TO BE DONE —
Put the rows below into a numbered list, omitting blank lines and any pictures.

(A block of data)
※
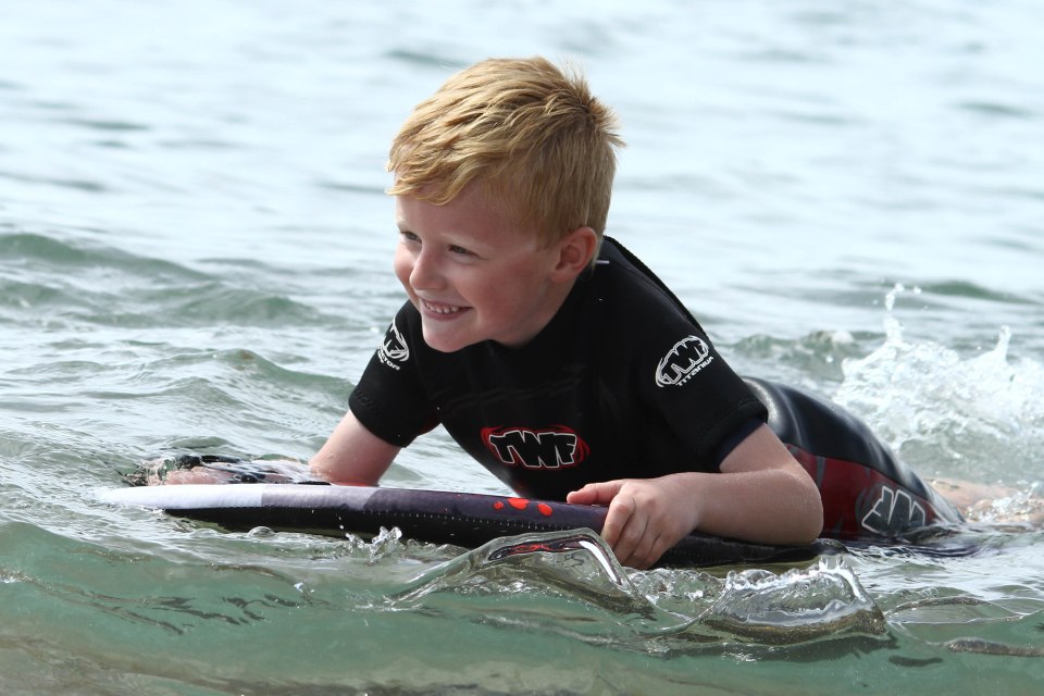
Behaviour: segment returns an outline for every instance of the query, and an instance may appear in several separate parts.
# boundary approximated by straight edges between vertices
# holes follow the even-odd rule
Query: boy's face
[[[396,198],[395,274],[421,313],[424,341],[443,352],[483,340],[530,341],[571,287],[555,273],[557,245],[540,248],[481,190],[445,206]]]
※
TASK ANSWER —
1. Behaviour: segment returns an outline for every instance of the query, and an instance may appear in several separate parts.
2. # boundary approximated by straight edges between vertices
3. # holes follow the even-odd rule
4. Query: boy's face
5. [[[396,198],[395,274],[421,313],[424,341],[443,352],[483,340],[530,341],[571,287],[555,273],[557,245],[540,248],[481,190],[445,206]]]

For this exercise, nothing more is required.